— start MATERIAL PROVIDED —
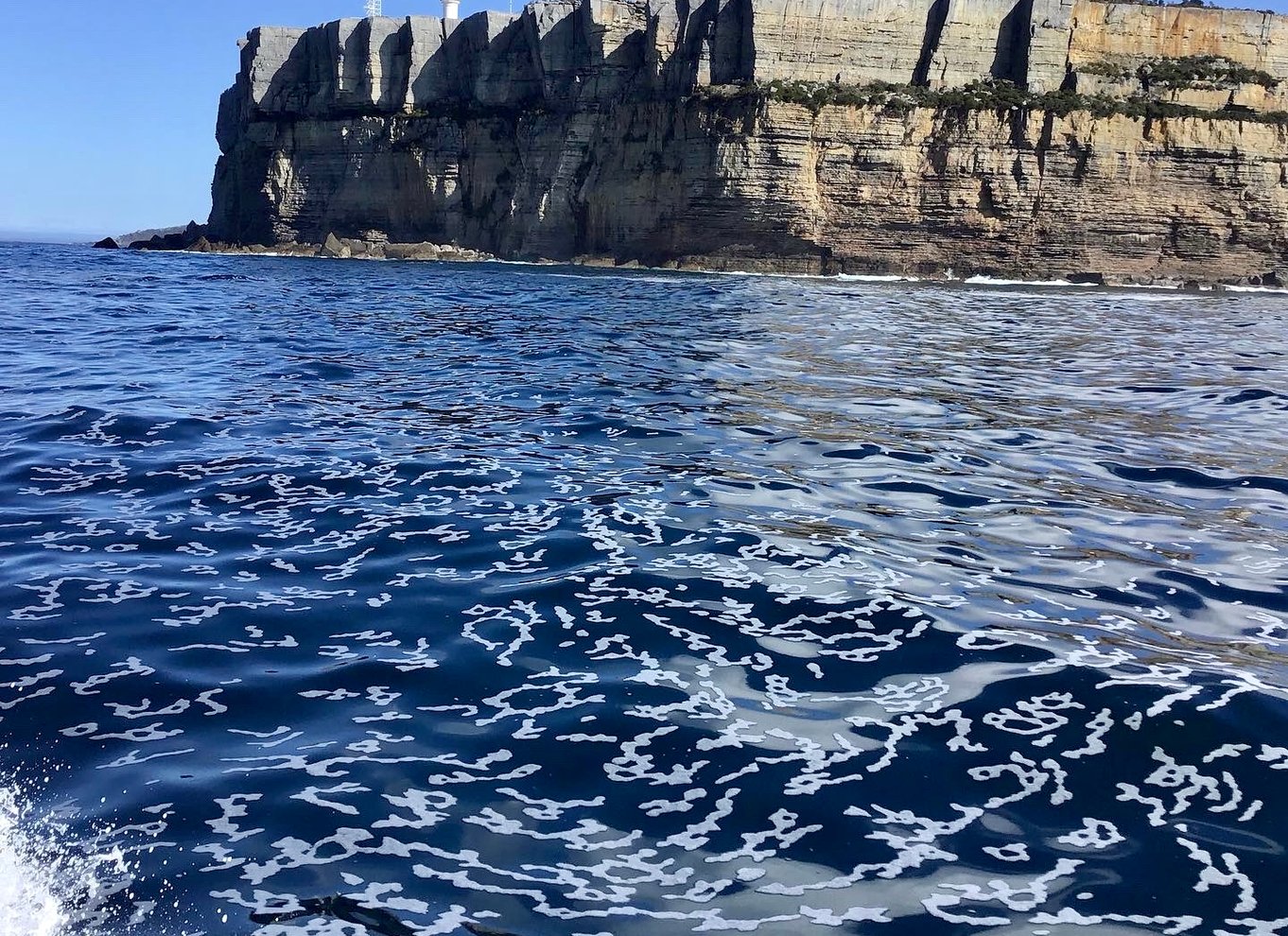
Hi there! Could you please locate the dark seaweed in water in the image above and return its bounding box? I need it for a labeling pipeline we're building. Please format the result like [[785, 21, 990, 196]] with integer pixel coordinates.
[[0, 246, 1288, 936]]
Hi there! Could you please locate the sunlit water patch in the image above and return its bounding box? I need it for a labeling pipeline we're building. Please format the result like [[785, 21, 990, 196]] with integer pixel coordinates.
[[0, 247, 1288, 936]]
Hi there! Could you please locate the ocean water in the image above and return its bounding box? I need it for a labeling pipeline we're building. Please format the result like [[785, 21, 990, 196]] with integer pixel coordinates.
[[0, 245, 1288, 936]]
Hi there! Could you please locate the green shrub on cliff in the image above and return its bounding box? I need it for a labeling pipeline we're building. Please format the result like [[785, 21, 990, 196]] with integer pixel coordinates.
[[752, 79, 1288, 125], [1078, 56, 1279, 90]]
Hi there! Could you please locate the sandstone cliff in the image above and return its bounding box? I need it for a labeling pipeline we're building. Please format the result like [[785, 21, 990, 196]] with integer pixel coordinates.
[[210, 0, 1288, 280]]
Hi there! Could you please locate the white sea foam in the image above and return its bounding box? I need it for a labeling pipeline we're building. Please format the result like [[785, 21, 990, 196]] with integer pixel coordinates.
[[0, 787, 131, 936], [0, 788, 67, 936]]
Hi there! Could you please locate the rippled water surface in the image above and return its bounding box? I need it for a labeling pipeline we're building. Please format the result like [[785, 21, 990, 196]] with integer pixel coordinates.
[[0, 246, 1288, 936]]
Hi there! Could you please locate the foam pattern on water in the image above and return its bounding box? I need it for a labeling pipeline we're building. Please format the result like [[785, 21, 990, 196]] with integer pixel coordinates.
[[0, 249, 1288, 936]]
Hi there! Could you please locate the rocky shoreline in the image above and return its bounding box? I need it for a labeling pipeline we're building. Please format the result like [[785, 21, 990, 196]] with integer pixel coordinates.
— end MATERIAL PROVIDED —
TO BE DONE: Recast the records as a numbered list, one line per item, with blank lines left out. Leave the pictures out of your answer.

SOLUTION TO THE EXERCISE:
1. Hi there! Could you please locate the dark seaweed in water in the image above and return its bounding box? I need it for a labeling pipeline we're building. Please format the result like [[785, 21, 990, 196]] with integer pixel coordinates.
2. [[0, 246, 1288, 936]]
3. Hi there! Could you please locate the sunlit water patch in the image above and return its bounding box? I need it for a labeling pipeline we're building. Please format the result like [[785, 21, 990, 196]] with integer pixel coordinates.
4. [[0, 247, 1288, 936]]
5. Hi there! Could you please locate the ocean water in the image above and return its bounding box? I need it for a labeling pipeline we're building. Please format the result like [[785, 21, 990, 196]] with integer pixel coordinates.
6. [[0, 245, 1288, 936]]
7. Hi there! Could you please locate the green shrub on cliff in the image above and return its bounding box? I need it for a labeling pipeline we're building. Please format the result like [[785, 21, 990, 196]] with integer pixel coordinates.
8. [[752, 79, 1288, 125], [1078, 56, 1279, 90]]
9. Hi there! Could you please locate the sandstone cliff in the image above and return its bounding box? I need it for a labeling pipeline we're building. Please format the result like [[785, 21, 990, 196]] with integer pixel coordinates.
10. [[210, 0, 1288, 280]]
11. Hi there! Could you please locate the white sea foam in the image above and return its bounding box? I need it for a labeling pipeline we're building. Please format the result like [[785, 21, 990, 196]] with integer pixel coordinates.
12. [[0, 787, 131, 936], [0, 788, 67, 936]]
13. Hi there! Could you please locate the rippled water surface in the image above and return its bounding box? I need it for a labeling pipeline we're building. Please format the result like [[785, 21, 990, 196]] with integer pixel coordinates.
14. [[0, 246, 1288, 936]]
15. Hi there! Could you please locate the foam pattern on water in the image above and return its bounding box? I need it for a labeling pipeline we're building. Please format the result like [[785, 21, 990, 196]] with integer pixel coordinates.
16. [[0, 249, 1288, 936]]
17. Hi there! Could you please locate the rocky shoreline in the image above and return its bounding box? I need it for a labeling pipeline we're building. Please format the result like [[785, 21, 990, 196]] with integer pixel coordinates.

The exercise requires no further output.